[START ENTRIES PROVIDED]

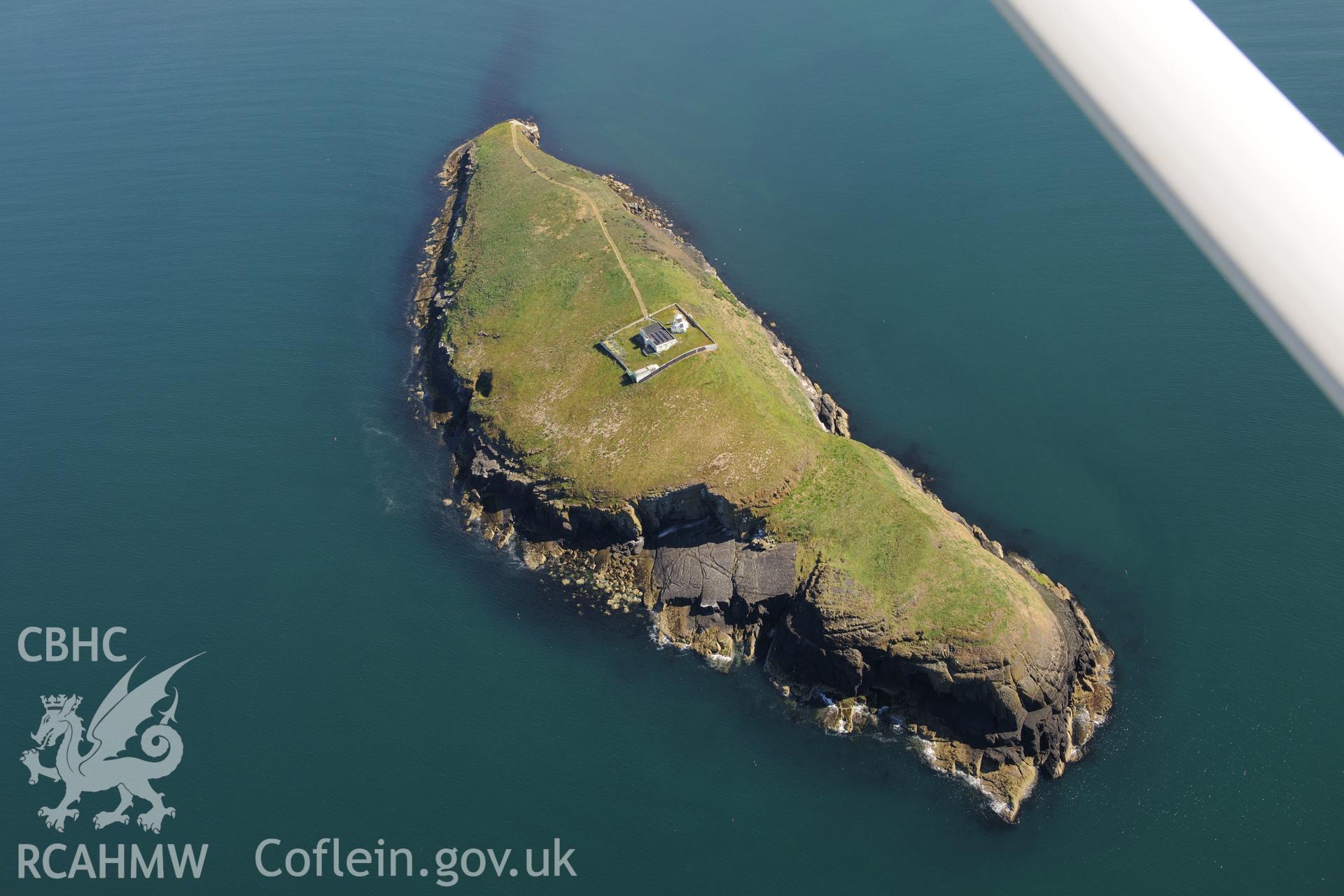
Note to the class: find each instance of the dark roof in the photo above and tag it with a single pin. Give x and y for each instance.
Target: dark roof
(657, 333)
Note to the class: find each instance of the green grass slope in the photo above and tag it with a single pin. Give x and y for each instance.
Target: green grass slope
(538, 288)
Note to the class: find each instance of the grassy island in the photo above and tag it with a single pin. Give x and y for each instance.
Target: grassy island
(531, 269)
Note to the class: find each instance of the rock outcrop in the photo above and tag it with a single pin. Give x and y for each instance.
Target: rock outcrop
(715, 578)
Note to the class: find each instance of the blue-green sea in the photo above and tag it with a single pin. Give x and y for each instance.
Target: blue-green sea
(210, 219)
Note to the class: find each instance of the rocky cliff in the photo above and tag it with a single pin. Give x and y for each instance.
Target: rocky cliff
(932, 626)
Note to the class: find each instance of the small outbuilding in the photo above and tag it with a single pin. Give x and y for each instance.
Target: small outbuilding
(655, 339)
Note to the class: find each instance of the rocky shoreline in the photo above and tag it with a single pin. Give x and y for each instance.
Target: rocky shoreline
(713, 580)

[END ENTRIES PROVIDED]

## TASK GOAL
Reproduce the lines above with "single pin" changed to "single marker" wherever it occurs, and keep everything else identical. Leave the pictures out of your version.

## COMPLETE RESPONSE
Note to the class: find each instance of the dark roof in the photo above and tag it with a single marker. Give x and y for each instance.
Target: dark roof
(657, 333)
Note to the class: find each instance of the green grass slope in the photo above and tag it with a single marker. Give x and y for each instance.
Target: green grass slope
(538, 288)
Note to the class: find each instance of the grassy island in the photo above and tag it with a single marker. Give x and y for each instance.
Target: grassy island
(531, 269)
Note to the class: find each instance of the rock outcrop in the photo above and tag it with a single marker. Give x and y for each instance.
Target: rock outcrop
(715, 578)
Note to the class: find each instance of the blue-green sea in the photo above and tag it with a single marker. Give x and y for each instance.
Target: blue-green sea
(210, 219)
Note to the class: find each instance of the rocky cliff in the photo above and tag it with a single marker. Give x and y for each instance.
Target: rocky cliff
(932, 626)
Note to the class: find each instance of the small outbuilding in the photo above and tag it with a single marker. Give x and y for each instance.
Target: small outbuilding
(655, 339)
Note to the class: find each instance of the rocky shoreline in the photo above and tag it with a single marker. Give x and y for each instance.
Target: rocky shoreline
(713, 580)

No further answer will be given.